Exercise prompt:
Copy each of the entries below faithfully, setting aside any pictures.

Data to process:
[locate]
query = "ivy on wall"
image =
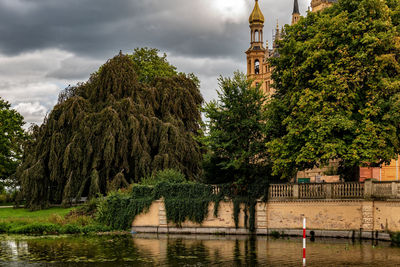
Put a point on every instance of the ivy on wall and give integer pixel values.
(183, 201)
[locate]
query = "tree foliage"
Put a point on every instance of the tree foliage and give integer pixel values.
(121, 125)
(337, 86)
(12, 137)
(235, 125)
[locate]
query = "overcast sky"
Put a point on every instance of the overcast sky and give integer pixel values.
(46, 45)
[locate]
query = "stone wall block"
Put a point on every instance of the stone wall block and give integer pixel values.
(394, 189)
(368, 189)
(295, 191)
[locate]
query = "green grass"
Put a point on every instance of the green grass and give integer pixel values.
(10, 213)
(47, 222)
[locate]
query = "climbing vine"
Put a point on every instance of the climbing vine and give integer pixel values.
(183, 201)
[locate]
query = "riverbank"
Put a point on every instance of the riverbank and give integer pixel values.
(53, 221)
(191, 250)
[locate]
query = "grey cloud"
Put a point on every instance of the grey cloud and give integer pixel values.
(102, 27)
(75, 68)
(47, 44)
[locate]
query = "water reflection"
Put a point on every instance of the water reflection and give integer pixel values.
(191, 250)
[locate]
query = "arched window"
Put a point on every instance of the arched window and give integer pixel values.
(256, 36)
(257, 66)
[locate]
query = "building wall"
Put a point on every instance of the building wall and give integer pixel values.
(338, 215)
(388, 172)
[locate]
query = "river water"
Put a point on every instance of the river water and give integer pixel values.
(191, 250)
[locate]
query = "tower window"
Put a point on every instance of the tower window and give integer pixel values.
(257, 66)
(256, 36)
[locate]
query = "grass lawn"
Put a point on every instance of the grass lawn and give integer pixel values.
(10, 213)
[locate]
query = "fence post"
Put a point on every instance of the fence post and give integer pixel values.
(296, 191)
(368, 189)
(394, 189)
(329, 189)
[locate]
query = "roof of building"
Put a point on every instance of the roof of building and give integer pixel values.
(256, 15)
(296, 7)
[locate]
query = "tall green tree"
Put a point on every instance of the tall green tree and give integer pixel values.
(12, 137)
(113, 130)
(234, 126)
(337, 83)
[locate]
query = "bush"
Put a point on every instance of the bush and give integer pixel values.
(36, 229)
(71, 229)
(118, 210)
(169, 176)
(395, 238)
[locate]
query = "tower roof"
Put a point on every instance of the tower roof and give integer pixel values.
(256, 15)
(296, 7)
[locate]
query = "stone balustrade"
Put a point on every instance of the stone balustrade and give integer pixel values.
(351, 190)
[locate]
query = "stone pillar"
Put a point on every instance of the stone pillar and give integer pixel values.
(367, 216)
(261, 215)
(329, 190)
(295, 191)
(368, 189)
(162, 215)
(394, 189)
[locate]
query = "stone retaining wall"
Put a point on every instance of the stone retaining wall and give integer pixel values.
(333, 218)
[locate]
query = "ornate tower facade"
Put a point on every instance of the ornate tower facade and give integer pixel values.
(257, 66)
(318, 5)
(296, 12)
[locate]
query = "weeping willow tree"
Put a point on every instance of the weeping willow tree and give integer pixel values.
(111, 131)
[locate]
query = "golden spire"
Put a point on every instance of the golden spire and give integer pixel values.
(256, 15)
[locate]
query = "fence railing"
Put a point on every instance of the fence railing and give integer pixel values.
(351, 190)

Expected answer:
[locate]
query = "ivy on wall"
image =
Put a point on every instance of the ivy on wall and give integer pixel values.
(183, 201)
[locate]
query = "tree foliage"
Put a point on every instance of the tree foliage and give integer pixel values.
(121, 125)
(337, 86)
(12, 137)
(235, 125)
[locate]
query = "overcast sky"
Put a point on every instance of the overcast sky and give integer pixel values.
(46, 45)
[locate]
query = "stone wall block"
Put a point on every instance of the stone wall block and give integer pixel values.
(394, 189)
(368, 189)
(295, 191)
[locate]
query = "green grass"
Put a point on every instance of the green grass and give integer pixel values.
(10, 213)
(47, 222)
[locate]
query = "climbing vine"
Put a point on every instance of the climbing vine and give integer pixel values.
(183, 201)
[locate]
query = "riverbank"
Put a point on every instance of the riverbank and give integer pixel values.
(53, 221)
(191, 250)
[locate]
query = "grey cloud"
Put a point on every instance of the grey cloud and give integer pixel values.
(102, 27)
(75, 68)
(47, 44)
[locate]
query = "water reflection"
Put a point on every instance of the water reflection and give integer pixel values.
(191, 250)
[locate]
query = "arched window"
Put a point on every instance of the arched window and give integer pixel values.
(256, 36)
(257, 66)
[locate]
query = "building wall"
Put a point on every instance of the building wall and give integer pixel values.
(338, 215)
(388, 172)
[locate]
query = "river water"
Put a point on every instance of the river water and give integer pixel values.
(191, 250)
[locate]
query = "tower window"
Put a point on every instance of the tower window and give integer pixel values.
(257, 66)
(256, 36)
[locate]
query = "grass lawn"
Put a point on every instance of the grass lawn and give integer pixel values.
(10, 213)
[locate]
query = "fence post"
Put a point on every instance of the fence post and give integer pixel values.
(296, 191)
(368, 189)
(394, 189)
(329, 189)
[locate]
query = "roof of building"
Put a point on every instance of the roof of building and give integer pixel values.
(256, 15)
(296, 7)
[locate]
query = "tall green tree"
Put a point on every instance of the tall green tree and give integer pixel values.
(12, 137)
(113, 130)
(234, 126)
(337, 83)
[locate]
query = "bush"
Put a point on every instance of the bush and give integer pixel values.
(36, 229)
(71, 229)
(118, 210)
(169, 176)
(395, 238)
[locate]
query = "tower roof"
Put a point on every instance of the tower roof and give integer pixel values.
(256, 15)
(296, 7)
[locate]
query = "stone balustrade"
Put a point on every instance of the stone balustrade and give integer pixel values.
(351, 190)
[locate]
query = "stone pillar"
Put a point on every instance of the stone pillar and give integer pixel values.
(367, 216)
(261, 215)
(329, 190)
(295, 191)
(368, 189)
(162, 215)
(394, 189)
[locate]
query = "stone retaining wall"
Put a point on every instance of the stone retaining wall and give integer pixel values.
(333, 218)
[locate]
query = "ornate tower facade"
Put a point on every instance of the ornate tower facade and give integer pixel values.
(257, 66)
(318, 5)
(296, 12)
[locate]
query = "weeping willow tree"
Put a point on every instance of the weeping willow tree and give integer pixel values.
(111, 131)
[locate]
query = "golden spire"
Put a point on every instance of the golden spire and give integer pixel values.
(256, 15)
[locate]
query = "fence railing"
Put a point on every instance of the fence railing and give integer pixel values.
(351, 190)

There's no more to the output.